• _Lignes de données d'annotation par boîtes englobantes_
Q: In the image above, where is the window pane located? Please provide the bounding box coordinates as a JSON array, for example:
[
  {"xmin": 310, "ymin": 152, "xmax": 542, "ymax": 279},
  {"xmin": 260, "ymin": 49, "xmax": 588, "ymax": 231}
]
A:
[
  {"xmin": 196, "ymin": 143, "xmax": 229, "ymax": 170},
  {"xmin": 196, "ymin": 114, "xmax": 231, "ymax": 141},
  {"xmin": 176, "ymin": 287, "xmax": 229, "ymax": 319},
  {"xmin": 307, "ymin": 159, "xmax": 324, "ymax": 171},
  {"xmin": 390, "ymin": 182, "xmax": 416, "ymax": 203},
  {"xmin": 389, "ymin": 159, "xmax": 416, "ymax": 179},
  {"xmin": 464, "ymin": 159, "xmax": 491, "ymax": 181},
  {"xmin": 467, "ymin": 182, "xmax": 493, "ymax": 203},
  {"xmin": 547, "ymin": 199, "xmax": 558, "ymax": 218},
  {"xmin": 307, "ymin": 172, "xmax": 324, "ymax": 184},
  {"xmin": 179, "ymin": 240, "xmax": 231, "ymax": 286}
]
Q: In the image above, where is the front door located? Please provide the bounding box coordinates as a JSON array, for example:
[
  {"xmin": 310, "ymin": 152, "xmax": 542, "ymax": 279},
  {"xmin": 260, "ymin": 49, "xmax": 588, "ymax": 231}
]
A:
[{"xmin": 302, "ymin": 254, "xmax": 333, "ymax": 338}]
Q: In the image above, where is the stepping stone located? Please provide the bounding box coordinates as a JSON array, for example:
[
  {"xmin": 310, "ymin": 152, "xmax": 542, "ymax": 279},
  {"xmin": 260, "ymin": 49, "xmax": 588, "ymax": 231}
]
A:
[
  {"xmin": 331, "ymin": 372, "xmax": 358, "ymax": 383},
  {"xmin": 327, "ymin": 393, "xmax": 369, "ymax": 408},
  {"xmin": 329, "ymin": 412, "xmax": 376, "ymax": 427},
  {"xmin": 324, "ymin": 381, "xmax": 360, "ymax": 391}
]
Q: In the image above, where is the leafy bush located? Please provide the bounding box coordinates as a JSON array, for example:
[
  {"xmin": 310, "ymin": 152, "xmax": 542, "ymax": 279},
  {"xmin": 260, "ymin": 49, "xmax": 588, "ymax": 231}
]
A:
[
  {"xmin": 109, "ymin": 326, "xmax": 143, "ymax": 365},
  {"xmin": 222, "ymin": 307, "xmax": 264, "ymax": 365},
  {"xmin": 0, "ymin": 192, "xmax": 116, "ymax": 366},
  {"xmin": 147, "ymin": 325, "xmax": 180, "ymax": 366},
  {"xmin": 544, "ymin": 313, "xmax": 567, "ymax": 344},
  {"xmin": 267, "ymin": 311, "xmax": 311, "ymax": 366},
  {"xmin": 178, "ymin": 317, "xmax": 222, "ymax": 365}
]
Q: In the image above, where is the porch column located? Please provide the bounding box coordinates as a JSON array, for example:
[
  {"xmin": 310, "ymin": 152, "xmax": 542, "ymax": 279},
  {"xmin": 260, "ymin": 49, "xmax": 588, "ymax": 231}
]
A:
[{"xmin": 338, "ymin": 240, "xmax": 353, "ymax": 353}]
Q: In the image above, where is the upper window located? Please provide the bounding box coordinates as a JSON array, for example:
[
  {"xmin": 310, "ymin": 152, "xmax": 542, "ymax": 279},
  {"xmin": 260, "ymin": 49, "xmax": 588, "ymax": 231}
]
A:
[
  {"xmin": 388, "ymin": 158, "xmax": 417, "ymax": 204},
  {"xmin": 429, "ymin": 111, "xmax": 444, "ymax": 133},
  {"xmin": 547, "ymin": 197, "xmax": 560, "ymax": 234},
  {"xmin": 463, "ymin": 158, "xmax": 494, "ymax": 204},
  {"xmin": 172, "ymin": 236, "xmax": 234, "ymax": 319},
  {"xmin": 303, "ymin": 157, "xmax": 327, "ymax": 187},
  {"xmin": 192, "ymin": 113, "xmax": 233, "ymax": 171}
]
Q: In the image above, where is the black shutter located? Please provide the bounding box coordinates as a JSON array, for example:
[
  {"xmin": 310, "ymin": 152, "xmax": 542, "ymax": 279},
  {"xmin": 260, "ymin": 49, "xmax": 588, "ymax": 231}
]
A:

• _Exercice_
Recopiez à l'identique toutes les lignes ci-dessus, de la première à la dernière.

• _Résultat correct_
Q: In the image above, where is the window pane located? Please provide the bounding box coordinates as a JSON array, for example:
[
  {"xmin": 310, "ymin": 152, "xmax": 542, "ymax": 279},
  {"xmin": 260, "ymin": 49, "xmax": 588, "ymax": 231}
]
A:
[
  {"xmin": 196, "ymin": 143, "xmax": 229, "ymax": 170},
  {"xmin": 196, "ymin": 114, "xmax": 231, "ymax": 141},
  {"xmin": 176, "ymin": 287, "xmax": 229, "ymax": 319},
  {"xmin": 307, "ymin": 159, "xmax": 324, "ymax": 171},
  {"xmin": 390, "ymin": 182, "xmax": 416, "ymax": 203},
  {"xmin": 389, "ymin": 159, "xmax": 416, "ymax": 179},
  {"xmin": 464, "ymin": 159, "xmax": 491, "ymax": 181},
  {"xmin": 467, "ymin": 182, "xmax": 493, "ymax": 203},
  {"xmin": 547, "ymin": 199, "xmax": 558, "ymax": 218},
  {"xmin": 307, "ymin": 172, "xmax": 324, "ymax": 184},
  {"xmin": 179, "ymin": 240, "xmax": 231, "ymax": 286}
]
Q: In the image above, where is the front door located? Please provide the bounding box coordinates as a JSON array, for example:
[
  {"xmin": 310, "ymin": 152, "xmax": 542, "ymax": 279},
  {"xmin": 260, "ymin": 49, "xmax": 588, "ymax": 231}
]
A:
[{"xmin": 302, "ymin": 254, "xmax": 333, "ymax": 338}]
Q: In the image above, where is the stepping stone located? Please provide the bounding box coordinates as a JSON array, for example:
[
  {"xmin": 310, "ymin": 152, "xmax": 542, "ymax": 279},
  {"xmin": 260, "ymin": 49, "xmax": 588, "ymax": 231}
]
A:
[
  {"xmin": 331, "ymin": 372, "xmax": 358, "ymax": 383},
  {"xmin": 327, "ymin": 393, "xmax": 369, "ymax": 408},
  {"xmin": 329, "ymin": 412, "xmax": 376, "ymax": 427},
  {"xmin": 324, "ymin": 381, "xmax": 360, "ymax": 391}
]
Q: In the image above, where is the leafy bush located? Please provide the bounding box coordinates as a JSON array, for example:
[
  {"xmin": 310, "ymin": 152, "xmax": 542, "ymax": 279},
  {"xmin": 260, "ymin": 49, "xmax": 588, "ymax": 231}
]
A:
[
  {"xmin": 109, "ymin": 326, "xmax": 143, "ymax": 365},
  {"xmin": 222, "ymin": 307, "xmax": 264, "ymax": 365},
  {"xmin": 0, "ymin": 192, "xmax": 116, "ymax": 366},
  {"xmin": 147, "ymin": 325, "xmax": 180, "ymax": 366},
  {"xmin": 544, "ymin": 313, "xmax": 567, "ymax": 344},
  {"xmin": 267, "ymin": 311, "xmax": 311, "ymax": 366},
  {"xmin": 178, "ymin": 317, "xmax": 222, "ymax": 365}
]
Q: In the image above, where is the porch column located? Please provide the bounding box coordinates as a JSON array, for example:
[
  {"xmin": 310, "ymin": 152, "xmax": 542, "ymax": 279},
  {"xmin": 260, "ymin": 49, "xmax": 588, "ymax": 231}
]
A:
[{"xmin": 338, "ymin": 240, "xmax": 353, "ymax": 353}]
Q: In the image above, where is the upper window located? Please provide the bounding box coordinates as a JSON array, for example:
[
  {"xmin": 310, "ymin": 152, "xmax": 542, "ymax": 279},
  {"xmin": 260, "ymin": 49, "xmax": 588, "ymax": 231}
]
A:
[
  {"xmin": 388, "ymin": 158, "xmax": 417, "ymax": 204},
  {"xmin": 429, "ymin": 111, "xmax": 444, "ymax": 133},
  {"xmin": 547, "ymin": 197, "xmax": 560, "ymax": 234},
  {"xmin": 463, "ymin": 158, "xmax": 494, "ymax": 204},
  {"xmin": 172, "ymin": 236, "xmax": 234, "ymax": 319},
  {"xmin": 303, "ymin": 157, "xmax": 327, "ymax": 187},
  {"xmin": 192, "ymin": 113, "xmax": 233, "ymax": 171}
]
Q: In the image above, where is the black shutter located? Please provide the bounding box coordinates as a JSON array, for example:
[
  {"xmin": 310, "ymin": 152, "xmax": 542, "ymax": 279},
  {"xmin": 260, "ymin": 49, "xmax": 588, "ymax": 231}
]
A:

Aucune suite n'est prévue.